:: DATA FOR PROCESSING ::

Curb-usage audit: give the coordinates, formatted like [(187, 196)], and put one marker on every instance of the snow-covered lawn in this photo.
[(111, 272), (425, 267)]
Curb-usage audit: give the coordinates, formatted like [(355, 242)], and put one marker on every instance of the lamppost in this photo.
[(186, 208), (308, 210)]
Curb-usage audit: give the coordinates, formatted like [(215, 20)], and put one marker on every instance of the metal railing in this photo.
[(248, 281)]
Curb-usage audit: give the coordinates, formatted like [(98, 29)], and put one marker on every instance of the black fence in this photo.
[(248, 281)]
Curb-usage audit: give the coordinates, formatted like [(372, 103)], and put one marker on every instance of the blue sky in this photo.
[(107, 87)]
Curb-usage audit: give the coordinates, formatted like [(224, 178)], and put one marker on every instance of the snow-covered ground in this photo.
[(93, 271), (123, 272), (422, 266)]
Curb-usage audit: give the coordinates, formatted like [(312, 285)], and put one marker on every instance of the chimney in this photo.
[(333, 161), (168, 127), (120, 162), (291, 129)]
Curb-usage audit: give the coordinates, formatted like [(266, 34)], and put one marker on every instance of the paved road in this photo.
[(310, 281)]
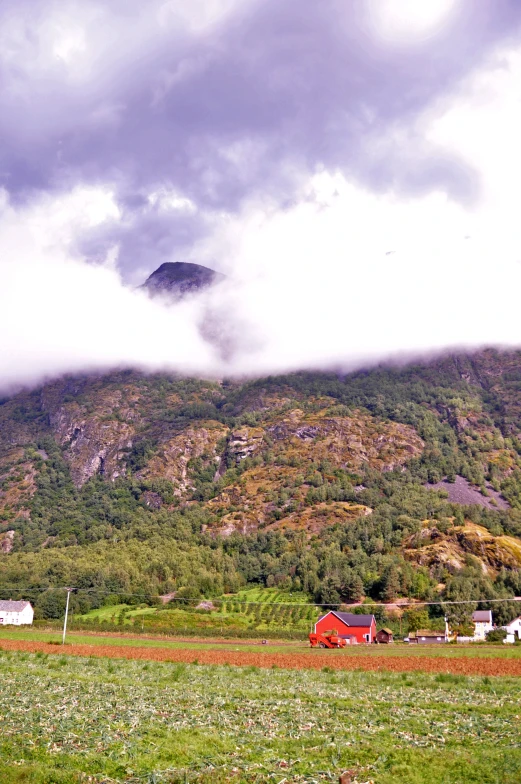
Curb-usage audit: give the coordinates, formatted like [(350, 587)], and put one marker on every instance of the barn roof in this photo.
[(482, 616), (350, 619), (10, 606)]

:::

* [WORK ITEM] Output, unchanged, only the lines from the one that holds "roof in this photo." through the last line of the material above.

* [RESPONSE FOR THIS EXERCISE]
Curb-usage audit: give the coordinates, formatted like [(350, 587)], and put one marker on every instance of the barn roof in this photo.
[(482, 616), (350, 619), (10, 606)]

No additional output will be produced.